*EXERCISE GOAL*
From the records below, extract every line that contains the word "table", treating uppercase and lowercase as different.

*DATA ENTRIES*
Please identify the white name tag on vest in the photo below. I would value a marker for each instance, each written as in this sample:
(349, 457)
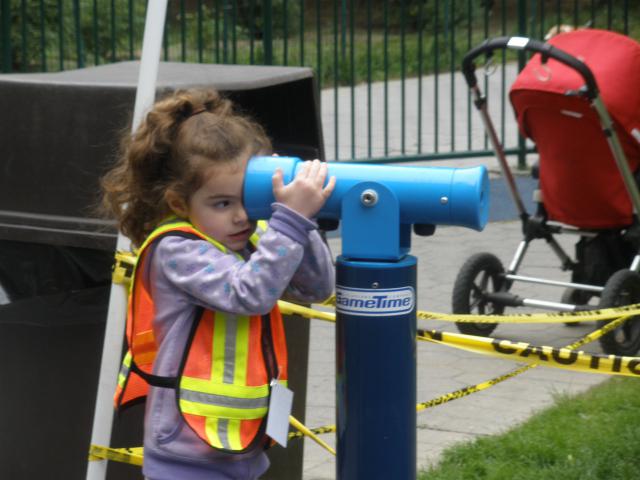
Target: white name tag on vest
(279, 411)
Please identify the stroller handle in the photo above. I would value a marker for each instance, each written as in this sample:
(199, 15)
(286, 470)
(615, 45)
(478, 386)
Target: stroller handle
(528, 44)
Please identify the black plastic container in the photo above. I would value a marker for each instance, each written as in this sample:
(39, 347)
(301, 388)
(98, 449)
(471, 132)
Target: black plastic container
(60, 133)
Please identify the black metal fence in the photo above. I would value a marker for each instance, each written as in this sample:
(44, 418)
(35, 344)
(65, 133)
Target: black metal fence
(387, 70)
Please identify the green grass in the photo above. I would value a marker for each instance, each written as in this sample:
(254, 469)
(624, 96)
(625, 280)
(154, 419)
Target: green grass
(592, 436)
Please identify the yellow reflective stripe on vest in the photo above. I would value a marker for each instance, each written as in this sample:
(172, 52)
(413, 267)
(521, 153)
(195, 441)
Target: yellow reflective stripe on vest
(223, 389)
(225, 399)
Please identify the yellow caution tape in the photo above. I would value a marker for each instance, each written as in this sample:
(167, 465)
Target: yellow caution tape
(463, 392)
(309, 433)
(125, 263)
(132, 456)
(555, 317)
(135, 455)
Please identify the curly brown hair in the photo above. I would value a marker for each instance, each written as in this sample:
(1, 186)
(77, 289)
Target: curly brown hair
(178, 139)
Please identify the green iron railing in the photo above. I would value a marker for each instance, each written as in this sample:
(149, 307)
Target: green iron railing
(387, 70)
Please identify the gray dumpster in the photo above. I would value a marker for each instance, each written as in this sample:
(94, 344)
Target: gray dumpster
(59, 134)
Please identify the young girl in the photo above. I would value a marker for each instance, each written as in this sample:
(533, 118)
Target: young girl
(203, 326)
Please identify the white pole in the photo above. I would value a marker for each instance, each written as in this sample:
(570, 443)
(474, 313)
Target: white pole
(116, 317)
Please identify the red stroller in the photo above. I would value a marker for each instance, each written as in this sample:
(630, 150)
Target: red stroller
(578, 99)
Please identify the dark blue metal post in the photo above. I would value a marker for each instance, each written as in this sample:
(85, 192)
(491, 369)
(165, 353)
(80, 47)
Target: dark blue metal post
(376, 369)
(376, 295)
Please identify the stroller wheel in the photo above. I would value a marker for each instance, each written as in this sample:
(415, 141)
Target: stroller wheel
(622, 288)
(482, 273)
(575, 297)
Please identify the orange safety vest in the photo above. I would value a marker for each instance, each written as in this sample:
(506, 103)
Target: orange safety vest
(223, 385)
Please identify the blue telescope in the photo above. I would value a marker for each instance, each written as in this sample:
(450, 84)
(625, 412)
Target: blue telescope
(376, 299)
(380, 200)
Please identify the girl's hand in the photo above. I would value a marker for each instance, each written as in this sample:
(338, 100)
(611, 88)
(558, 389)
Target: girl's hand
(306, 194)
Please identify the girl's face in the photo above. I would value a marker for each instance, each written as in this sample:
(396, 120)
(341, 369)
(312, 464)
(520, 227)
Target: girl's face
(216, 208)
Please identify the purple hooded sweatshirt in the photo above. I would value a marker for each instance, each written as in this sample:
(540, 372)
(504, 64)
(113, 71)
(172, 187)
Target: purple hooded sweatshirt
(291, 262)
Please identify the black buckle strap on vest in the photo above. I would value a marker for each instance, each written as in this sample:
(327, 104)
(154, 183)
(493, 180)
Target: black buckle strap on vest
(154, 380)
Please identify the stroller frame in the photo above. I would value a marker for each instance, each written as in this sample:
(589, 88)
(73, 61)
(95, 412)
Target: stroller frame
(538, 226)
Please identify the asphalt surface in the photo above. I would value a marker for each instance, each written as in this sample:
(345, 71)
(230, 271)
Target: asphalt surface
(442, 369)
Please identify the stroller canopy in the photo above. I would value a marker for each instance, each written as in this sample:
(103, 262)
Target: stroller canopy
(579, 179)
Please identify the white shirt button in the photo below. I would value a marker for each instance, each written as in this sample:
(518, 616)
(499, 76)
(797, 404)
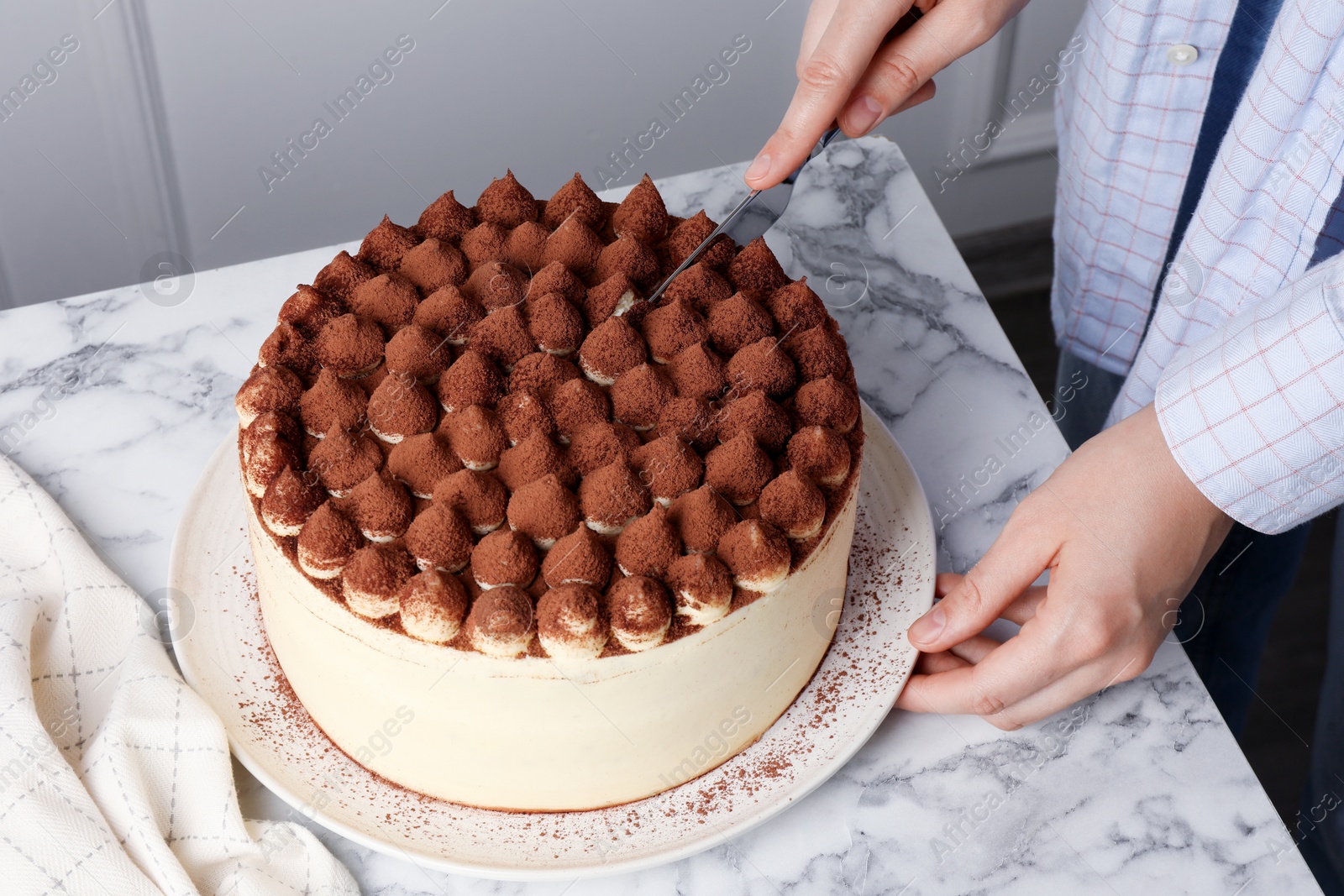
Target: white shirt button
(1182, 54)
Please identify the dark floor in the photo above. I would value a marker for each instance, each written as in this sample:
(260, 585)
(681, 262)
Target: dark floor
(1014, 270)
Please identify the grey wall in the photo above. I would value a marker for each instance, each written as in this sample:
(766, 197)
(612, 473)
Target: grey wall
(154, 132)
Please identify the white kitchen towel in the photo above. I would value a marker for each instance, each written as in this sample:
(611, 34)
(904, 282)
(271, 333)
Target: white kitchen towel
(114, 775)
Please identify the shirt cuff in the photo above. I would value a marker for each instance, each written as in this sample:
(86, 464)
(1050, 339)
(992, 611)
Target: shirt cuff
(1254, 411)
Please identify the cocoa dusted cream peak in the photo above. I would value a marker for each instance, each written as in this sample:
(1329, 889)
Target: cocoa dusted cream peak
(481, 468)
(488, 396)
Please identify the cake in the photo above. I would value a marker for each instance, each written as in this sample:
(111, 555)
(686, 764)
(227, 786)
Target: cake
(526, 540)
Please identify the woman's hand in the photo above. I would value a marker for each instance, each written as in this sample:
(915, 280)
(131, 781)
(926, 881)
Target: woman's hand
(1124, 533)
(862, 60)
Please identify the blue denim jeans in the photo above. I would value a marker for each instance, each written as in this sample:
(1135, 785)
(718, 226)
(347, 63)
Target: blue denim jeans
(1225, 621)
(1320, 822)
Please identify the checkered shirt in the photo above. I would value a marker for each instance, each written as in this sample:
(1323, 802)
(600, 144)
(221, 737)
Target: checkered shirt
(1245, 352)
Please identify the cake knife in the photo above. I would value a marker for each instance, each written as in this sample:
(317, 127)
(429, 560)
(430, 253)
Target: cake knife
(753, 215)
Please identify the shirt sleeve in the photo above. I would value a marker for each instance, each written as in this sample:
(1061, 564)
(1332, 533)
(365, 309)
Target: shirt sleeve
(1253, 411)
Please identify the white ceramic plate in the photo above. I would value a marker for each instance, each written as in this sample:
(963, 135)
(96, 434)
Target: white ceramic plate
(223, 653)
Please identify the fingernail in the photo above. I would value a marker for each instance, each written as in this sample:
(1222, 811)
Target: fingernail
(759, 167)
(864, 114)
(929, 626)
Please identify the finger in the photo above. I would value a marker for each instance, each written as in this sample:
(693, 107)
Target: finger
(819, 16)
(1018, 557)
(1018, 611)
(1007, 674)
(1063, 694)
(964, 654)
(902, 66)
(945, 584)
(924, 94)
(931, 664)
(1025, 607)
(851, 38)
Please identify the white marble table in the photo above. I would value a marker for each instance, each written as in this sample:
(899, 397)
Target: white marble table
(113, 402)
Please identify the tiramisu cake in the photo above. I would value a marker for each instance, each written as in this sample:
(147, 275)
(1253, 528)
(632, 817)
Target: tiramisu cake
(526, 540)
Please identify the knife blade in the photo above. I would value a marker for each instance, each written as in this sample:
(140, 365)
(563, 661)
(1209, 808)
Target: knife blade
(752, 217)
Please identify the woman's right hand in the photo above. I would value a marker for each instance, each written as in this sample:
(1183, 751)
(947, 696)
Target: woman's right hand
(862, 60)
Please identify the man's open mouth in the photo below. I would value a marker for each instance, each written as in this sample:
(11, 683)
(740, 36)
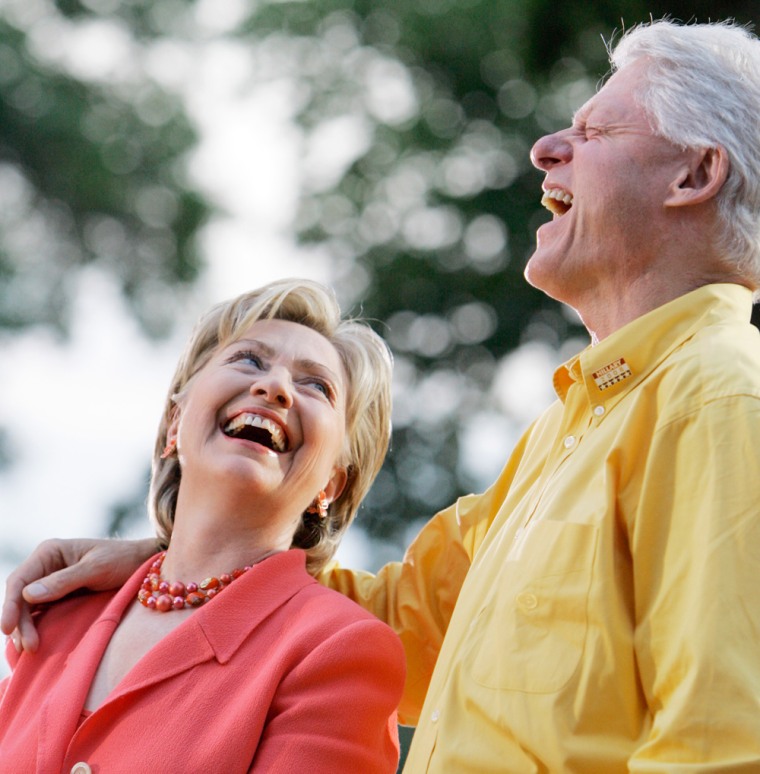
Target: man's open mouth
(558, 202)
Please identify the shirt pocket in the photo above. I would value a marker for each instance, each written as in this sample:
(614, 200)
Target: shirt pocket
(530, 634)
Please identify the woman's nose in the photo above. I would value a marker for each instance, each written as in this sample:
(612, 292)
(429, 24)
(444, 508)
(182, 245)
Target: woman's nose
(552, 149)
(274, 386)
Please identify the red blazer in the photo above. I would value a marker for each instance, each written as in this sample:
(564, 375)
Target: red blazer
(276, 675)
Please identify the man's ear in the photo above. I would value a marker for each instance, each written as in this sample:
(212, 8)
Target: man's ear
(700, 179)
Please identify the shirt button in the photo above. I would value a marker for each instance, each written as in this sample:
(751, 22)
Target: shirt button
(527, 601)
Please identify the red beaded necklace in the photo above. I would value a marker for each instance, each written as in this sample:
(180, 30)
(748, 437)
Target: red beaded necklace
(157, 594)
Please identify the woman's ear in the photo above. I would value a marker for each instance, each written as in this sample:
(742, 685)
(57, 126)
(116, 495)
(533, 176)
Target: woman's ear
(700, 179)
(337, 483)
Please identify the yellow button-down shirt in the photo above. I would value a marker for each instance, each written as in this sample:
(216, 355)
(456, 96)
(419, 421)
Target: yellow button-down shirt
(601, 601)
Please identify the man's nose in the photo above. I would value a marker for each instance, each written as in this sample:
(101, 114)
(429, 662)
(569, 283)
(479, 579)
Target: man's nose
(552, 149)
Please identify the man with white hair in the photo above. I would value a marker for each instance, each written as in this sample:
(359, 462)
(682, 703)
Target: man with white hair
(596, 610)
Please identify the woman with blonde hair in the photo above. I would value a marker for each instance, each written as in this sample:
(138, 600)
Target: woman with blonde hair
(222, 653)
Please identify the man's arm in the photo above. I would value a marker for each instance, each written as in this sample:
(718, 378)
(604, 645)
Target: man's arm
(696, 554)
(58, 567)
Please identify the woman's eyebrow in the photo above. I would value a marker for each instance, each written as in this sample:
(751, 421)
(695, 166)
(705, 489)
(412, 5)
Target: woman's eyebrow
(265, 349)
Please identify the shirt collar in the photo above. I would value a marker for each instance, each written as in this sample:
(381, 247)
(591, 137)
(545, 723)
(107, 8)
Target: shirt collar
(619, 362)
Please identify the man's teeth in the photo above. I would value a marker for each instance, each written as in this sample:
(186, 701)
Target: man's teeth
(556, 201)
(236, 424)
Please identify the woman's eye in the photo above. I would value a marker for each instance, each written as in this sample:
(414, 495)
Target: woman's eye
(320, 386)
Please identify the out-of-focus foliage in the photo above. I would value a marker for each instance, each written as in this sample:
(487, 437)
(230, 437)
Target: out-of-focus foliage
(91, 169)
(418, 118)
(431, 213)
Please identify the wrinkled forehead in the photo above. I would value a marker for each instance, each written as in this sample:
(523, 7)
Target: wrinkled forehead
(618, 100)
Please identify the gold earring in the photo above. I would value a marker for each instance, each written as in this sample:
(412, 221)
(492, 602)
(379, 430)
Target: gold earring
(320, 505)
(169, 449)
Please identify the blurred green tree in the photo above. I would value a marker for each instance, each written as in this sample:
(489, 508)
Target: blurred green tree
(418, 118)
(431, 215)
(90, 173)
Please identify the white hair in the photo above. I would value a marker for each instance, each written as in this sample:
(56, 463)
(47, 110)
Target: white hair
(703, 91)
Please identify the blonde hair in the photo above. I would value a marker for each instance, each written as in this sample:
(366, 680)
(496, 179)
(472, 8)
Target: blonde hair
(367, 364)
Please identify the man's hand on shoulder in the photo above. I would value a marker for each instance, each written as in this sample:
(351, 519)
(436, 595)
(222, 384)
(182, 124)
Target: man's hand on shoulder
(56, 568)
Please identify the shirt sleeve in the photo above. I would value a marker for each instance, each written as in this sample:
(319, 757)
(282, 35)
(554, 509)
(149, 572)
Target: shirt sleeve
(695, 545)
(336, 710)
(416, 597)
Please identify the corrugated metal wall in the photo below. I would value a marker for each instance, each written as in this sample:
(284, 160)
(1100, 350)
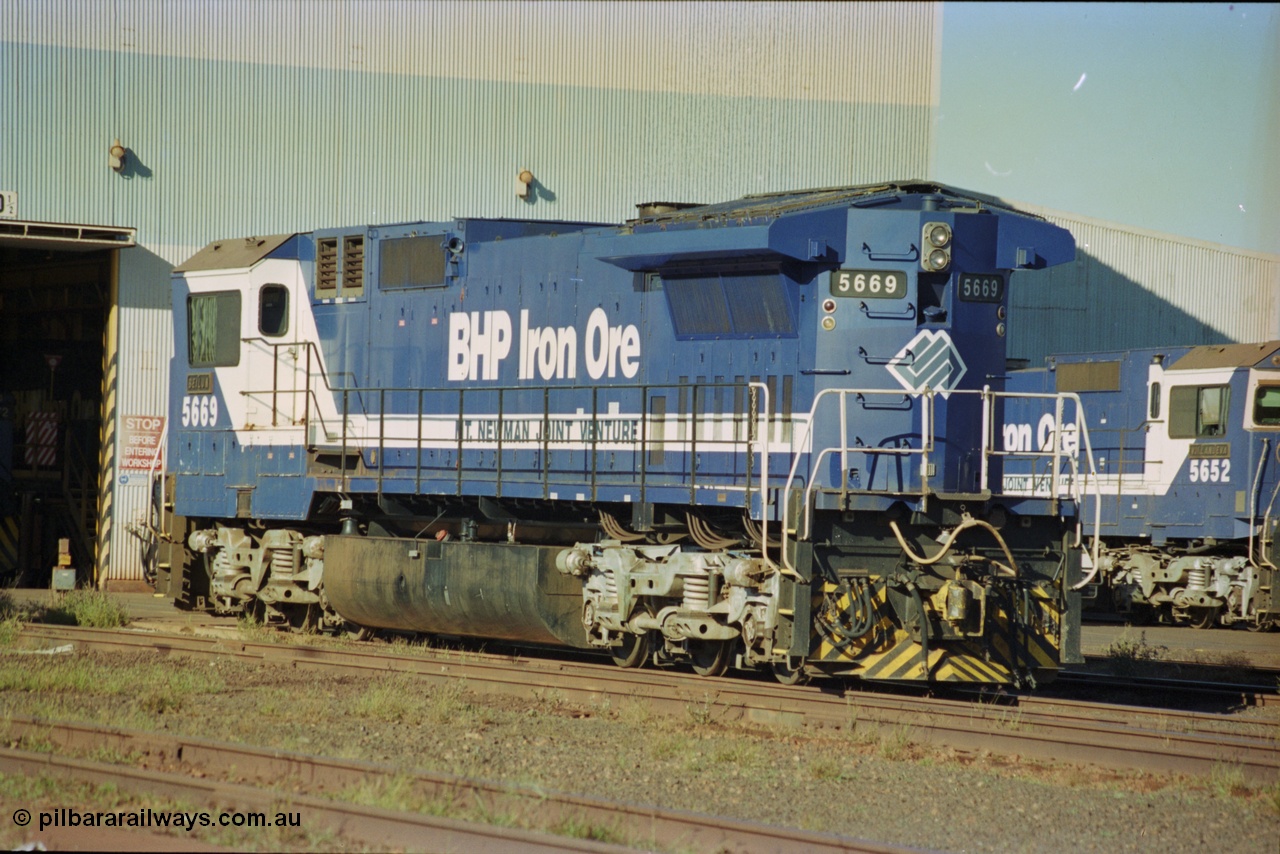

*EXERCISE RESPONSE*
Please identify the white marble table in the photo above. I would value a marker for each instance, each written as in this sample:
Target: white marble table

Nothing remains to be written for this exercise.